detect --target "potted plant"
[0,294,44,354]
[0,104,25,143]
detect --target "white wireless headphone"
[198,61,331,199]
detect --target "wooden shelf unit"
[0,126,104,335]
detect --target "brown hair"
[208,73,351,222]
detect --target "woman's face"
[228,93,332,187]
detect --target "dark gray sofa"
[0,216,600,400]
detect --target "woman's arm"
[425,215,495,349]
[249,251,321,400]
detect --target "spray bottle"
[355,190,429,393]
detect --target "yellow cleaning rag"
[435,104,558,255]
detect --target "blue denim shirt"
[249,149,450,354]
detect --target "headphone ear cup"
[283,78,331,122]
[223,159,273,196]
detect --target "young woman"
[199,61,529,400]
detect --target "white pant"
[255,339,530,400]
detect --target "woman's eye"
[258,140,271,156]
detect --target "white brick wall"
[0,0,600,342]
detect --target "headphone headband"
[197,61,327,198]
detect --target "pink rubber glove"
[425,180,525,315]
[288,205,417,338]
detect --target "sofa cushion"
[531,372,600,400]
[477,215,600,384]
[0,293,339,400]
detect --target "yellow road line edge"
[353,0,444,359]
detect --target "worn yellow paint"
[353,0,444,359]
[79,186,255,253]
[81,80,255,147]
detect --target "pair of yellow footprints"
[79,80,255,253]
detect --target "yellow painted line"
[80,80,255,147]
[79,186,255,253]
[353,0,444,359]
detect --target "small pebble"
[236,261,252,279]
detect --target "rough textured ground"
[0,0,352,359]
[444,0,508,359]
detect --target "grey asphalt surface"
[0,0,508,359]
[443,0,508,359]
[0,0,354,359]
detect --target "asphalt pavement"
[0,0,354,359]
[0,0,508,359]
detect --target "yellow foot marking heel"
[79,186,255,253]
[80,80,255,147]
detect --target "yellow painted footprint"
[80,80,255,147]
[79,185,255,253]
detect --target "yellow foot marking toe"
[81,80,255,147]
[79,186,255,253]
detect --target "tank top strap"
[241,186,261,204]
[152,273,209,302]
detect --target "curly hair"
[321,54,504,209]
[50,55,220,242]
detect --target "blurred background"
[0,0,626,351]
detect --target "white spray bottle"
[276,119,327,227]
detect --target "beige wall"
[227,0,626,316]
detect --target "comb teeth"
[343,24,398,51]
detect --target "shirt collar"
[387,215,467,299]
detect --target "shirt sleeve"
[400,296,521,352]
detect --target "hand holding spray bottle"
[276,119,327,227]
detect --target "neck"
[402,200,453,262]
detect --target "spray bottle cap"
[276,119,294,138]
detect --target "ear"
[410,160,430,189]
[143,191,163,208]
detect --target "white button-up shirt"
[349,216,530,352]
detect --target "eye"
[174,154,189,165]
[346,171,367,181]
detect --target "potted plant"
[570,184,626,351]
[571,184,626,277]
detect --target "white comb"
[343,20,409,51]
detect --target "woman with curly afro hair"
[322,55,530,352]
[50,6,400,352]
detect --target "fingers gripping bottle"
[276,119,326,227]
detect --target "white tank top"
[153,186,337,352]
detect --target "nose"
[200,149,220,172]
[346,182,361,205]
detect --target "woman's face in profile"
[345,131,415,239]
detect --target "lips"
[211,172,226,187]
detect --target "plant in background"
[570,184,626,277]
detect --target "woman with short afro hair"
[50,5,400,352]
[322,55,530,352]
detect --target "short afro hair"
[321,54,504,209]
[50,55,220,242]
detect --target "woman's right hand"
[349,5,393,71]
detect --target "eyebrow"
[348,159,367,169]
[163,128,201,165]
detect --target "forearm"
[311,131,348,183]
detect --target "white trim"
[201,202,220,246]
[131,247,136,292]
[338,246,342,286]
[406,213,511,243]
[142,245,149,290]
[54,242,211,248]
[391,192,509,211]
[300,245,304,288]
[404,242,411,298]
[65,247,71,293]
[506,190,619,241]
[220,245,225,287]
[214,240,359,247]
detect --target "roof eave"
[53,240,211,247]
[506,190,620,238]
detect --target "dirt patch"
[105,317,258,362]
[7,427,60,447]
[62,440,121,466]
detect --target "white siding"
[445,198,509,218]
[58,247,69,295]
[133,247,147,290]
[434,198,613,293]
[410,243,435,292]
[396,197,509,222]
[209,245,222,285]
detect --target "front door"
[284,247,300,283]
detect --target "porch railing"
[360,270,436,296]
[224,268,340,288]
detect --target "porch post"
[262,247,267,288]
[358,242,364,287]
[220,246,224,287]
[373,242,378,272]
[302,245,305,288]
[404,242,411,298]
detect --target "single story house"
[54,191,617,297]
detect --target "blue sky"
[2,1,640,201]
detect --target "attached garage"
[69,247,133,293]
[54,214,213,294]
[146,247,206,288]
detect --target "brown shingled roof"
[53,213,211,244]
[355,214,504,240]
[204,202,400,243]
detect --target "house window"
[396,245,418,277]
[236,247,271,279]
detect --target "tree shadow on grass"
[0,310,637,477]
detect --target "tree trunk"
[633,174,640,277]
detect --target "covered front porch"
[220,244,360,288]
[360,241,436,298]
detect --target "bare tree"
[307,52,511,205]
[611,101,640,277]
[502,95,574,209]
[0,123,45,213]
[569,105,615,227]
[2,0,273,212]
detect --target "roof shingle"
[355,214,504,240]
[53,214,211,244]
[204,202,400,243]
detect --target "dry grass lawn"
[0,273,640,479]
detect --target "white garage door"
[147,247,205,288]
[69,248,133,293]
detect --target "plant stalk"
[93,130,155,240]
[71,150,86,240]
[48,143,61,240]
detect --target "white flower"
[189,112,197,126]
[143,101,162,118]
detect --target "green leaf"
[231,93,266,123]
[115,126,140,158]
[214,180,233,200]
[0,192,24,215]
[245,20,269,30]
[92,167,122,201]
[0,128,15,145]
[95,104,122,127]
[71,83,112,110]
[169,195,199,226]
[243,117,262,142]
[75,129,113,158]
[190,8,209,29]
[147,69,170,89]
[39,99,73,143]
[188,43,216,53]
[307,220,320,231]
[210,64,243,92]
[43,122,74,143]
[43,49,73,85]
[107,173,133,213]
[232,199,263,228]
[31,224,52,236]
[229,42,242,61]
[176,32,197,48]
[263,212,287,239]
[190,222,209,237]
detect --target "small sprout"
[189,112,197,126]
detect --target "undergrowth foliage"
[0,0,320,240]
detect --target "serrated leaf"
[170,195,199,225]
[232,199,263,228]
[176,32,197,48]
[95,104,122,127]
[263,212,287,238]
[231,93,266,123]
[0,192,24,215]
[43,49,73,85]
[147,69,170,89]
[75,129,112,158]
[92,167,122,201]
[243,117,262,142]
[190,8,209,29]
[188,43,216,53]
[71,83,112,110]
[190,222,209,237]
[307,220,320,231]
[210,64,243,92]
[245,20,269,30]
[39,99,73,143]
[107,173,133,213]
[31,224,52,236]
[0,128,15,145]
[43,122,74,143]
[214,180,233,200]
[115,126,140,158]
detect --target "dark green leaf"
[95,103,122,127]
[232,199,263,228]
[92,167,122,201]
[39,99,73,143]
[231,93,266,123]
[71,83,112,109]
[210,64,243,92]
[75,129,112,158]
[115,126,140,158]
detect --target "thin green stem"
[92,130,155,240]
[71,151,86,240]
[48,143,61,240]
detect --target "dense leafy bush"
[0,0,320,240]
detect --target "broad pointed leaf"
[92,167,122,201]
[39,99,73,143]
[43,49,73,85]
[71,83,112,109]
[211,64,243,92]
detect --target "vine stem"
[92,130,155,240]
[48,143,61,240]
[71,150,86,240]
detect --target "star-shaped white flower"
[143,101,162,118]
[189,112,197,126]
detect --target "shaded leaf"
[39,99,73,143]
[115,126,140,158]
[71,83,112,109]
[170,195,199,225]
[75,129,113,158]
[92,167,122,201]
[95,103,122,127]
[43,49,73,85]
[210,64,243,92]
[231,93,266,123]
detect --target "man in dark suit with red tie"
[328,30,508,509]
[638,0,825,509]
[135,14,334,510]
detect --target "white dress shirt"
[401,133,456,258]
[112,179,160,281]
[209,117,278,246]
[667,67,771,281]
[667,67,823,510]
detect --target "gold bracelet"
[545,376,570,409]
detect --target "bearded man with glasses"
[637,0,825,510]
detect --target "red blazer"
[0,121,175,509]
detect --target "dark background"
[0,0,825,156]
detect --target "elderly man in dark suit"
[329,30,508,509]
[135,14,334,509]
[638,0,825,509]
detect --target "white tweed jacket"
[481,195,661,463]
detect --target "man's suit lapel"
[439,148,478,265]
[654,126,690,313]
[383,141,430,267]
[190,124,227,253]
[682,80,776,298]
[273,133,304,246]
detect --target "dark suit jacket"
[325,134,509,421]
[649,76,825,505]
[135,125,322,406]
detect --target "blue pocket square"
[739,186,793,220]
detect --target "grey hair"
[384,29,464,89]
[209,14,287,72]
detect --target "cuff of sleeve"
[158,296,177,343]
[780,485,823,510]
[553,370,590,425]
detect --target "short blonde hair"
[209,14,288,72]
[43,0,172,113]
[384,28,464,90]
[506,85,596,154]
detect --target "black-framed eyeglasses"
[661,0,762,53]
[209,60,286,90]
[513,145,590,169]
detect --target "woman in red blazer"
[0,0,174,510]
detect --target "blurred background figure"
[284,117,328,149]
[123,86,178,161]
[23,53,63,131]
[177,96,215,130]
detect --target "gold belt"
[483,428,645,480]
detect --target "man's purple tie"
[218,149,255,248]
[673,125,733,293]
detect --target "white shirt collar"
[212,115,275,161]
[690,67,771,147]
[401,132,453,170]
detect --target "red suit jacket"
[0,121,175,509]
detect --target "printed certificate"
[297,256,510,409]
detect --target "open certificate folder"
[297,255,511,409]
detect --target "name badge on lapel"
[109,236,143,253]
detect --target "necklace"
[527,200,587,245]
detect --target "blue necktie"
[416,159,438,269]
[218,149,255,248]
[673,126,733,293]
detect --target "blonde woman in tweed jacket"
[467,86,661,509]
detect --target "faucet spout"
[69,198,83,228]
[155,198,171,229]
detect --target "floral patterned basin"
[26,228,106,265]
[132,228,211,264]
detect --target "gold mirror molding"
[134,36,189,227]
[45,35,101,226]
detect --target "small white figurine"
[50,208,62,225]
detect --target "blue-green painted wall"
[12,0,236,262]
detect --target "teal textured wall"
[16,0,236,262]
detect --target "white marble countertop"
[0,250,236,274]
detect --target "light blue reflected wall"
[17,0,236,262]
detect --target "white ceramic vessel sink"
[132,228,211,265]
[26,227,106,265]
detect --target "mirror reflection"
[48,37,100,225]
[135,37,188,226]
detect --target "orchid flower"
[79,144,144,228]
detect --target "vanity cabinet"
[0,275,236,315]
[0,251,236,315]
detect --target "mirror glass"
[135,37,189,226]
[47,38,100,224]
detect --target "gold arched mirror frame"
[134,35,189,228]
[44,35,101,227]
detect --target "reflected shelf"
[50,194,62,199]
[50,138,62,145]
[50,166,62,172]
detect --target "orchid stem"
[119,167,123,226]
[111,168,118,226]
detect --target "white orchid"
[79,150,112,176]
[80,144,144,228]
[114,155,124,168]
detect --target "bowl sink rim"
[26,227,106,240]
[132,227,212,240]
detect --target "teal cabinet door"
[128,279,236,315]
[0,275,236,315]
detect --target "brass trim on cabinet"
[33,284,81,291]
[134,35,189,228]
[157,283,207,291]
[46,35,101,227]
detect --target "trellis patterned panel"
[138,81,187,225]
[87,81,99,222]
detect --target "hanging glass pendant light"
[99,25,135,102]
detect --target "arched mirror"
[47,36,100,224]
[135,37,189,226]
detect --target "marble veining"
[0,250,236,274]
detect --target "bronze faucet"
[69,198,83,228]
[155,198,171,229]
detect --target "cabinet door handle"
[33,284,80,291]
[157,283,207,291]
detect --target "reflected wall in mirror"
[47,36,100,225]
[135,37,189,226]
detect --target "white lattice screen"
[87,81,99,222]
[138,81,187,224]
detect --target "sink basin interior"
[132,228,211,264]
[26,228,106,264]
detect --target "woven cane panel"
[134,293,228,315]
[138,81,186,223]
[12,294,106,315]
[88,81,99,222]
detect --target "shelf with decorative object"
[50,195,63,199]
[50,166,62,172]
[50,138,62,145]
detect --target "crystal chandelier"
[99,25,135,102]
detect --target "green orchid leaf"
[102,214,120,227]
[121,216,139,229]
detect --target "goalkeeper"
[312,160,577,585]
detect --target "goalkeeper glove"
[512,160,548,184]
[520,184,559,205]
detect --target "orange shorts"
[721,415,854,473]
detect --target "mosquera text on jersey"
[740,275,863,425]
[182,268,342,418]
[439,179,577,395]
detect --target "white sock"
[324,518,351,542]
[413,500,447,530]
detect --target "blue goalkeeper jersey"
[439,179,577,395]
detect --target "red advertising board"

__Exercise goal__. Tally the lines in the entries that contain the string "comb" and give only that number.

__Response for this exercise__. 2